• _WHAT TO WORK ON_
From the line that has "Where can you find the electrical" down to the final line of the listing below, transcribe every line exactly, and only those.

(Stored dataset items)
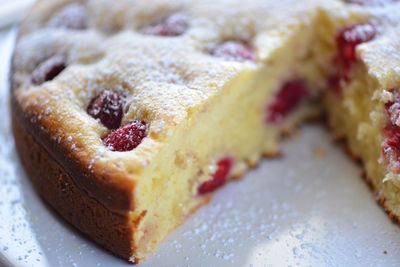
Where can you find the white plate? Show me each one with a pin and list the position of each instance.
(299, 210)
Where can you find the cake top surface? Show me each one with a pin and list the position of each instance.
(167, 57)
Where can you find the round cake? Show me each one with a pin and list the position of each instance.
(129, 114)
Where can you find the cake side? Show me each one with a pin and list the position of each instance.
(199, 107)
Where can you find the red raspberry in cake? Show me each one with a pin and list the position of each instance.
(48, 70)
(391, 145)
(127, 137)
(348, 39)
(291, 94)
(219, 178)
(107, 107)
(72, 17)
(174, 25)
(234, 50)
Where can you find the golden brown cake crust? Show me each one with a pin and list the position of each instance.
(110, 229)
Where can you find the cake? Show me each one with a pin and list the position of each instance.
(128, 115)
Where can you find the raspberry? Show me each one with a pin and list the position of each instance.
(174, 25)
(48, 70)
(72, 17)
(348, 39)
(291, 94)
(234, 50)
(127, 137)
(218, 178)
(107, 107)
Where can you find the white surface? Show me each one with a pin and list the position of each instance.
(299, 210)
(12, 10)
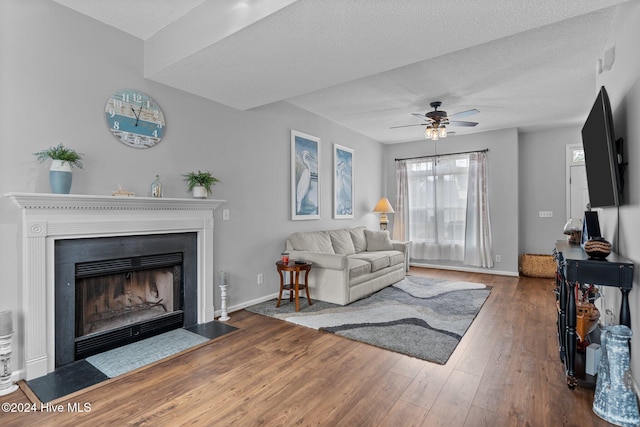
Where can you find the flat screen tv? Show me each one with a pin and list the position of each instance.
(603, 156)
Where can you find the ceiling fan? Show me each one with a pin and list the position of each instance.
(436, 121)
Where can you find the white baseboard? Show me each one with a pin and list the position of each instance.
(237, 307)
(468, 269)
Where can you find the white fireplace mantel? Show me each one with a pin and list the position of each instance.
(46, 218)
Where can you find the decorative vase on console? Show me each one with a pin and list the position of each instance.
(615, 399)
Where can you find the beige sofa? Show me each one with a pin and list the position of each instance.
(348, 264)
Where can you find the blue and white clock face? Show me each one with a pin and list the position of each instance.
(135, 119)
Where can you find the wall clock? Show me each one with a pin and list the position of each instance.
(135, 119)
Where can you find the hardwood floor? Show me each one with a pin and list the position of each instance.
(505, 372)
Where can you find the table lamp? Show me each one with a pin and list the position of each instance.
(383, 208)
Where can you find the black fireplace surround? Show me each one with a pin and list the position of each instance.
(79, 259)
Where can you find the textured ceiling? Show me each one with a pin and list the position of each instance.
(368, 64)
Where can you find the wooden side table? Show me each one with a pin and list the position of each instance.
(294, 284)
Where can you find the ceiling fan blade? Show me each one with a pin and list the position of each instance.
(422, 116)
(463, 114)
(464, 124)
(405, 126)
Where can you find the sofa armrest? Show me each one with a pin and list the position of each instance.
(399, 246)
(331, 261)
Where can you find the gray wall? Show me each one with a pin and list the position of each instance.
(59, 68)
(503, 183)
(622, 227)
(541, 168)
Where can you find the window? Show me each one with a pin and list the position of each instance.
(443, 209)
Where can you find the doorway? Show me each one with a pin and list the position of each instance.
(577, 188)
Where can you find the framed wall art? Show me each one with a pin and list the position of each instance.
(342, 182)
(305, 180)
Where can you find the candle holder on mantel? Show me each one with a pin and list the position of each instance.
(223, 297)
(6, 333)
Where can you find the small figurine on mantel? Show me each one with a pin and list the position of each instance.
(121, 192)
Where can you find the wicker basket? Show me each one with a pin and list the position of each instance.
(537, 265)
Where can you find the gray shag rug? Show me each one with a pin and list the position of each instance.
(422, 317)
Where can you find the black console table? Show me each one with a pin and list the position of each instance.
(574, 268)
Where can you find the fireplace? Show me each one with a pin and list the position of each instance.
(47, 221)
(112, 291)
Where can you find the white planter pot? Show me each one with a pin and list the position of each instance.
(199, 192)
(60, 176)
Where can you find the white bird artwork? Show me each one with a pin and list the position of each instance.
(302, 187)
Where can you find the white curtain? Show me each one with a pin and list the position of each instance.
(401, 215)
(478, 250)
(442, 208)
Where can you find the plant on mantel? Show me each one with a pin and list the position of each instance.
(62, 153)
(200, 179)
(63, 159)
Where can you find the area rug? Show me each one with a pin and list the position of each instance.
(421, 317)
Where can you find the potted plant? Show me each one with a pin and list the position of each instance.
(200, 183)
(62, 160)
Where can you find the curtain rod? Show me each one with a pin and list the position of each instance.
(442, 155)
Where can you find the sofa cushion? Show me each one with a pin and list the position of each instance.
(358, 267)
(378, 260)
(312, 241)
(359, 239)
(378, 240)
(341, 241)
(395, 257)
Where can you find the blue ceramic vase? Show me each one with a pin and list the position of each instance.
(60, 176)
(615, 399)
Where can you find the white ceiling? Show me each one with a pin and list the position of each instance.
(368, 64)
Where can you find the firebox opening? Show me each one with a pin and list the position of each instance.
(112, 291)
(123, 300)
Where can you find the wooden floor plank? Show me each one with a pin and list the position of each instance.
(505, 372)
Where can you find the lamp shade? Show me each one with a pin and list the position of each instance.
(383, 206)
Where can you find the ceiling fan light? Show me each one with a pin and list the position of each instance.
(427, 132)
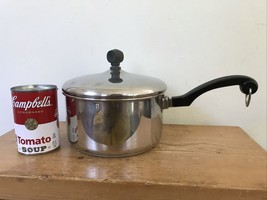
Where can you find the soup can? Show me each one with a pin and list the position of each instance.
(35, 112)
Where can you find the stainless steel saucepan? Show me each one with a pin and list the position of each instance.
(116, 113)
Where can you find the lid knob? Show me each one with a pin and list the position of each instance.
(115, 57)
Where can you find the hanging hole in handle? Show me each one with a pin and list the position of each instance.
(248, 97)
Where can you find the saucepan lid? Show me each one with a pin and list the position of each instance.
(114, 84)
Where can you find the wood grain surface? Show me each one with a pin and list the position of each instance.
(191, 162)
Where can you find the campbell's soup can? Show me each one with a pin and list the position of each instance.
(35, 118)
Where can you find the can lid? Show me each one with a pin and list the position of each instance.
(113, 84)
(33, 88)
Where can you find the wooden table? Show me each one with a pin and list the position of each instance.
(191, 162)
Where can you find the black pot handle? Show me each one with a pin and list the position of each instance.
(247, 85)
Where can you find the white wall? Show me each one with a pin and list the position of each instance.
(184, 43)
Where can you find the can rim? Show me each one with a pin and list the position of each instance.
(33, 88)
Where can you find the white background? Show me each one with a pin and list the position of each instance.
(185, 43)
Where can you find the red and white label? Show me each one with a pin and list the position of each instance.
(36, 121)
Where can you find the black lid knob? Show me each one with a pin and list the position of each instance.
(115, 57)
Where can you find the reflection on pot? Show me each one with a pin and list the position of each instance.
(113, 128)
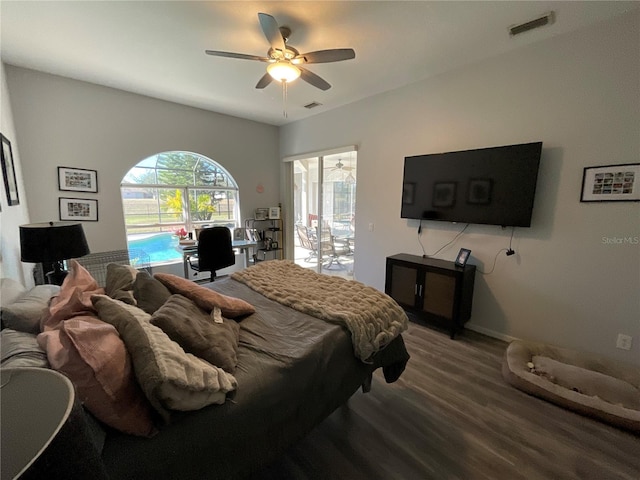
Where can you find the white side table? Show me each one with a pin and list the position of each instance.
(44, 432)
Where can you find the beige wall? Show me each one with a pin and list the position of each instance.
(580, 95)
(64, 122)
(11, 217)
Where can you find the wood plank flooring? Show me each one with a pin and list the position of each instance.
(452, 416)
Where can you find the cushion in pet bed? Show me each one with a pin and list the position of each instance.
(585, 383)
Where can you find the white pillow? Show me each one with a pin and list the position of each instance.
(25, 313)
(10, 291)
(21, 349)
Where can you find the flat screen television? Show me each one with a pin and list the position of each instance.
(494, 186)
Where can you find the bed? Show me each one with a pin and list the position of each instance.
(293, 369)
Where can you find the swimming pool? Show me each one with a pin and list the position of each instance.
(161, 247)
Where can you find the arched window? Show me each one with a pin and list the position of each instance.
(173, 190)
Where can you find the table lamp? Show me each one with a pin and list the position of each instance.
(52, 242)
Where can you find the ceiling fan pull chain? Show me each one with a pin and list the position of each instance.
(284, 98)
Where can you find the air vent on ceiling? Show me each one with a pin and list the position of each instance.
(546, 19)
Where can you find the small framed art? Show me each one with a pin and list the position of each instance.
(262, 214)
(9, 173)
(463, 256)
(82, 209)
(274, 213)
(77, 180)
(611, 183)
(238, 234)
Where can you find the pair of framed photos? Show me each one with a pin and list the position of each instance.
(78, 180)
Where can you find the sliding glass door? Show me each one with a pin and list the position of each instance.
(324, 201)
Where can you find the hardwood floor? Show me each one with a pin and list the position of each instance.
(452, 416)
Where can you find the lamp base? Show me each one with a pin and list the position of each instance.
(57, 276)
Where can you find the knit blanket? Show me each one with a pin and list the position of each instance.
(373, 318)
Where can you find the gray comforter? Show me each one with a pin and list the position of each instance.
(293, 371)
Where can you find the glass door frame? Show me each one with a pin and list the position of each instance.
(322, 182)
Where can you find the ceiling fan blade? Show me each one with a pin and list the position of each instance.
(271, 31)
(241, 56)
(264, 81)
(314, 79)
(326, 56)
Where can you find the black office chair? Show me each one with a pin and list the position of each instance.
(214, 251)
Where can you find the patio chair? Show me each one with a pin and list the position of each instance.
(308, 241)
(333, 248)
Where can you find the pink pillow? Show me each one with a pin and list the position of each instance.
(74, 297)
(91, 353)
(205, 298)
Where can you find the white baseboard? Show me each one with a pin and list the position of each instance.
(490, 333)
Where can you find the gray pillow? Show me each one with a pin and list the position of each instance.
(25, 313)
(170, 378)
(119, 284)
(215, 341)
(149, 293)
(20, 349)
(10, 291)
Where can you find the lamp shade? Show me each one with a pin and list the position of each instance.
(52, 242)
(283, 71)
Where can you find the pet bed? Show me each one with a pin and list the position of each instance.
(585, 383)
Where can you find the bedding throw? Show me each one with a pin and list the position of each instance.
(373, 318)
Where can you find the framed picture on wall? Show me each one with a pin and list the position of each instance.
(79, 209)
(611, 183)
(77, 180)
(274, 213)
(9, 173)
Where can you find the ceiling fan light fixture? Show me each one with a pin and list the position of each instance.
(283, 71)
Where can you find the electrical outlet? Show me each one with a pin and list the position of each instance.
(624, 341)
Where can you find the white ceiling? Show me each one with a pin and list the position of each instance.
(157, 48)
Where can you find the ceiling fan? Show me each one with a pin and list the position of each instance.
(285, 62)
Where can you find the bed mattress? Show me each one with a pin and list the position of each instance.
(293, 371)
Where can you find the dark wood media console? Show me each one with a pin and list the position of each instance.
(432, 288)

• _EXPECTED OUTPUT_
Where can you find the electrical outlet? Show me each one with a pin and list the position of each instance.
(624, 341)
Where can you find the white ceiling? Show me each one with a pin and list the position of each instance.
(157, 48)
Where can you find the ceiling fan? Show me each one with a pin and list the position of each instance.
(285, 62)
Where can you find the bed mattress? Show me each one with a pin and list the position of each instance.
(293, 371)
Where can you find the dark wood media console? Show me each one with a pin and list the position of each instance.
(432, 288)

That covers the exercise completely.